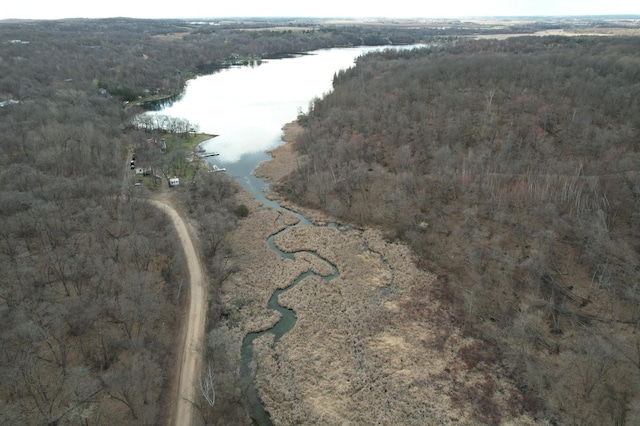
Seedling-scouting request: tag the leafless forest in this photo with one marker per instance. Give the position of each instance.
(93, 280)
(509, 166)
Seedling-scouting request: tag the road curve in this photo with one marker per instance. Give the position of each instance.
(194, 328)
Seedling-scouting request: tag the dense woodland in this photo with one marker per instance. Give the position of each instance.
(93, 280)
(511, 167)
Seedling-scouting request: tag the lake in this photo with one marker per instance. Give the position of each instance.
(246, 106)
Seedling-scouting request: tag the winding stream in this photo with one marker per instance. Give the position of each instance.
(284, 325)
(246, 107)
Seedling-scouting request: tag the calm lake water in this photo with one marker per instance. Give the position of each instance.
(247, 106)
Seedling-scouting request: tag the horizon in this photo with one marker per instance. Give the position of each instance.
(329, 9)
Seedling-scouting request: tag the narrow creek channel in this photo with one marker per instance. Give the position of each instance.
(286, 322)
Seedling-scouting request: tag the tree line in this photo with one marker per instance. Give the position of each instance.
(511, 167)
(93, 280)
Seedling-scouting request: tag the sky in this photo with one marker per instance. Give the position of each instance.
(58, 9)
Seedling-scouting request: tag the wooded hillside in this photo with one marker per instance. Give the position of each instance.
(511, 167)
(93, 279)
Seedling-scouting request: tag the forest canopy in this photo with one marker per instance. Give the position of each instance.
(511, 167)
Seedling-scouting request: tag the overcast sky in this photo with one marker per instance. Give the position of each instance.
(57, 9)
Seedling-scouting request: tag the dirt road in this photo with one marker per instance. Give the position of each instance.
(194, 327)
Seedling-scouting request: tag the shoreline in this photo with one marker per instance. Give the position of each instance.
(368, 345)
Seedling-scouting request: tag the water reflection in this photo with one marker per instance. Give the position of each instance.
(247, 106)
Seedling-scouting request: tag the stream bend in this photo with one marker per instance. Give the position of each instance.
(287, 320)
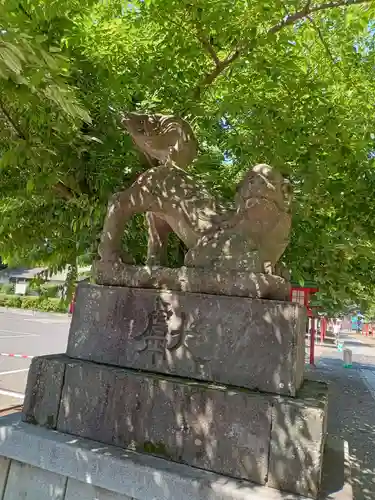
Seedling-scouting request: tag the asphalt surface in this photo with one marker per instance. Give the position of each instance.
(30, 334)
(351, 407)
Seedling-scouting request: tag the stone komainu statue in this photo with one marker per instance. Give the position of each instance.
(160, 138)
(251, 234)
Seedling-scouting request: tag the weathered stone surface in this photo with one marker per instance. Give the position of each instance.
(83, 491)
(210, 427)
(190, 279)
(297, 441)
(239, 433)
(27, 482)
(250, 234)
(256, 344)
(4, 472)
(138, 476)
(43, 390)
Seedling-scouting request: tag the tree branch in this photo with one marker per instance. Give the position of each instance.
(324, 42)
(288, 20)
(209, 48)
(63, 190)
(220, 67)
(12, 122)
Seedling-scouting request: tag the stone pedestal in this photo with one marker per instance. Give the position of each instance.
(250, 343)
(210, 381)
(264, 438)
(41, 464)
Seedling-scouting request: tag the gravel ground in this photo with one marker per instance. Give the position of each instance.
(351, 417)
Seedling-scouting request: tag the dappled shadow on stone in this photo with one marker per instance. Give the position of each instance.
(256, 344)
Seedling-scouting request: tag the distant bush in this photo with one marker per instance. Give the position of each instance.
(49, 291)
(10, 300)
(35, 303)
(7, 288)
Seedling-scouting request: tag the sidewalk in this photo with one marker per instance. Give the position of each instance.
(352, 407)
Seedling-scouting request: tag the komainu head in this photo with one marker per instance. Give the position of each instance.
(162, 137)
(265, 183)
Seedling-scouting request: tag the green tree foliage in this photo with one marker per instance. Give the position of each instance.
(290, 83)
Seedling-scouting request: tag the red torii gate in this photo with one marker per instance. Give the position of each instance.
(302, 295)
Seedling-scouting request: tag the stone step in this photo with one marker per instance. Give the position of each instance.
(35, 461)
(259, 437)
(252, 343)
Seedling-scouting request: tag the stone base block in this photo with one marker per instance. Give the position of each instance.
(40, 464)
(190, 279)
(256, 344)
(246, 435)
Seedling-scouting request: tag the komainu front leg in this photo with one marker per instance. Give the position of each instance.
(110, 247)
(158, 231)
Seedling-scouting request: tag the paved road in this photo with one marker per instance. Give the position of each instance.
(31, 334)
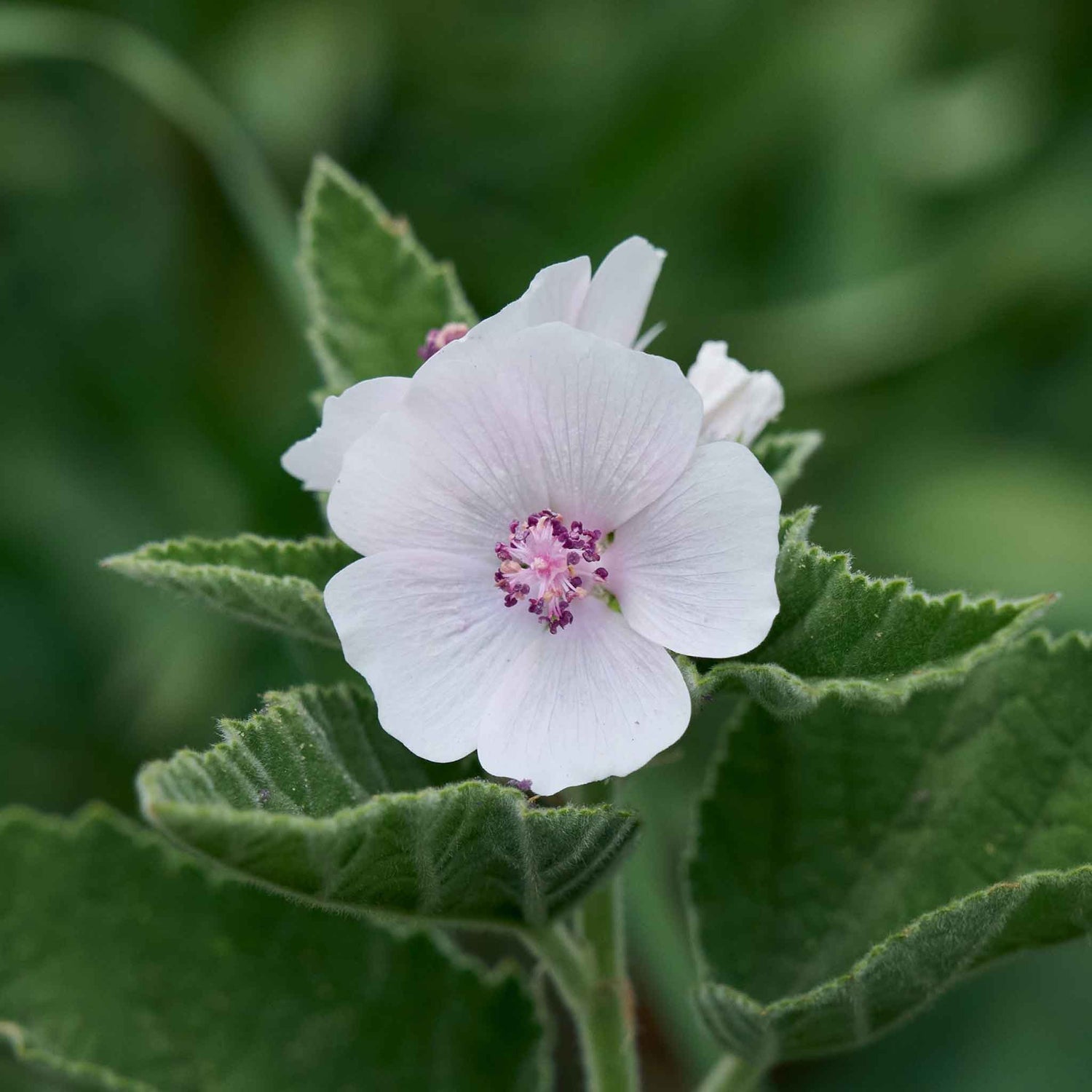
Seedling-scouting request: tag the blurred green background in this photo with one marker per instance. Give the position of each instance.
(886, 203)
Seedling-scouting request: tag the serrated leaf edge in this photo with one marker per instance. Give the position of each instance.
(890, 694)
(137, 566)
(178, 860)
(709, 993)
(325, 172)
(157, 812)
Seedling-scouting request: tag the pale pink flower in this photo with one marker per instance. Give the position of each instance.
(737, 403)
(539, 526)
(611, 304)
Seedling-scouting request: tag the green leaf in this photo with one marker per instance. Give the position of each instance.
(786, 454)
(869, 641)
(373, 292)
(851, 866)
(288, 801)
(127, 967)
(270, 583)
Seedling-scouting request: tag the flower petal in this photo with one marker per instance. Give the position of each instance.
(554, 295)
(594, 701)
(493, 430)
(432, 636)
(620, 293)
(738, 403)
(695, 570)
(345, 419)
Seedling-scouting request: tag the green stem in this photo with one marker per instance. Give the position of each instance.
(732, 1075)
(591, 978)
(139, 61)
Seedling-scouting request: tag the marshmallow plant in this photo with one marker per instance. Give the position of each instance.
(563, 606)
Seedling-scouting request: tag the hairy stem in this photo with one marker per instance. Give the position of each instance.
(36, 33)
(590, 972)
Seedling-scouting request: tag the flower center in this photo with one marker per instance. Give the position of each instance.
(550, 565)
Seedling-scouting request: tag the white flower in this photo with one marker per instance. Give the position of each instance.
(611, 304)
(521, 478)
(738, 403)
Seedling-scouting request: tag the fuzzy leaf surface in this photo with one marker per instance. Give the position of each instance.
(124, 965)
(312, 799)
(268, 582)
(373, 292)
(869, 641)
(853, 865)
(784, 454)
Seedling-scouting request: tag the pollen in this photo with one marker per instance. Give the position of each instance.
(550, 566)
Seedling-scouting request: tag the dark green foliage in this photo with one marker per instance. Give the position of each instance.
(373, 292)
(127, 967)
(312, 799)
(786, 454)
(869, 641)
(852, 865)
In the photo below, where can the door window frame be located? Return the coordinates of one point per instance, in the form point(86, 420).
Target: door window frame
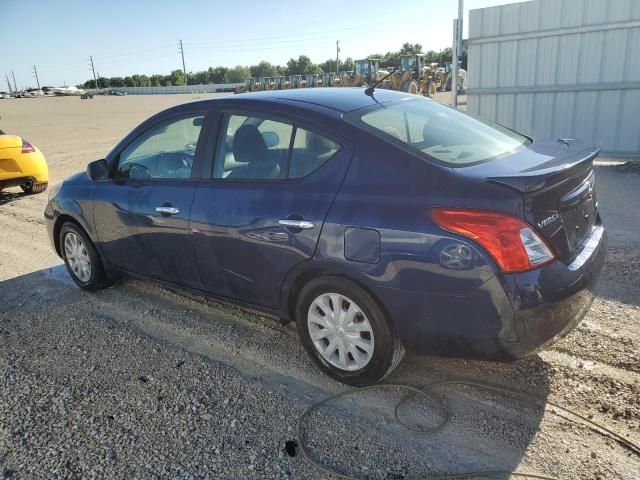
point(164, 117)
point(216, 140)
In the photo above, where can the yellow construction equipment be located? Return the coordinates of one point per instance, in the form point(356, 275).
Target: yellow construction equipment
point(366, 73)
point(412, 76)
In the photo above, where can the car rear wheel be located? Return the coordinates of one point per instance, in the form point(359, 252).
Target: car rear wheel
point(345, 332)
point(31, 187)
point(81, 258)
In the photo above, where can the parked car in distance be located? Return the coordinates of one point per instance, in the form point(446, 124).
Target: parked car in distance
point(377, 221)
point(22, 164)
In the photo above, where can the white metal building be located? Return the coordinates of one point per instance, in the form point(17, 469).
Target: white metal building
point(559, 69)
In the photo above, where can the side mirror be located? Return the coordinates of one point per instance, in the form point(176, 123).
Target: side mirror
point(98, 170)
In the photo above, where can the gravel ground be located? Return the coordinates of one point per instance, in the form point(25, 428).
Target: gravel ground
point(138, 381)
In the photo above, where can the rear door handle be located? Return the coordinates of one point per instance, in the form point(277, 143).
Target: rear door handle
point(301, 224)
point(167, 210)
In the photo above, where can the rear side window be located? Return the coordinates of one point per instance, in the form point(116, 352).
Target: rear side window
point(257, 148)
point(440, 132)
point(310, 151)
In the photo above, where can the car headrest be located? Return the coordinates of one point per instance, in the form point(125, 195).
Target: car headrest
point(248, 145)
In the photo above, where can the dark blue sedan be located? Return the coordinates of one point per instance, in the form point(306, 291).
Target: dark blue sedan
point(377, 221)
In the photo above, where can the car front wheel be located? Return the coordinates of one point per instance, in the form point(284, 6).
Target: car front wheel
point(81, 258)
point(346, 333)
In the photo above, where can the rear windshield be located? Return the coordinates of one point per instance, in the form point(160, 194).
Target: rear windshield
point(439, 132)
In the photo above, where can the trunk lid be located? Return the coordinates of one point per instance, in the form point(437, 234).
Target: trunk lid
point(557, 182)
point(10, 141)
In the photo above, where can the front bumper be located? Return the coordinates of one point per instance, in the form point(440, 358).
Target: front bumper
point(509, 316)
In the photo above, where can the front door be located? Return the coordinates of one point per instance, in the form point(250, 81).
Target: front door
point(142, 213)
point(262, 211)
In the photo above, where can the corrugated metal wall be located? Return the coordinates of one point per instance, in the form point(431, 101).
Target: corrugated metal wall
point(559, 69)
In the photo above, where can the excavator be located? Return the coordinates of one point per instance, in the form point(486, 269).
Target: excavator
point(249, 86)
point(294, 81)
point(413, 76)
point(366, 73)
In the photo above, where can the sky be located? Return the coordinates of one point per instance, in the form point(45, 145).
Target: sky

_ _ _

[WHAT YOU SHOULD DO]
Taking the line with "Target: front bumper" as the first, copy every line through the end of the entries above exactly, with no others.

[SOLUTION FOR THIS TASK]
Target: front bumper
point(509, 316)
In the photo above, where can the front door be located? Return the coordinates of one point per instance, in the form point(250, 81).
Target: front door
point(142, 213)
point(262, 211)
In the photo above, where can the corrugated metal wall be located? Return the coordinates of one point per instance, in the form point(431, 101).
Target: corrugated metal wall
point(559, 69)
In the photo above, where can the excavator be located? Return the coordinates of one point per instance, in the form point(486, 269).
Target: excavator
point(249, 86)
point(294, 81)
point(413, 76)
point(366, 73)
In the photo above, where can the sky be located? Return the coordinates of one point per instance, in the form point(45, 145).
Target: sky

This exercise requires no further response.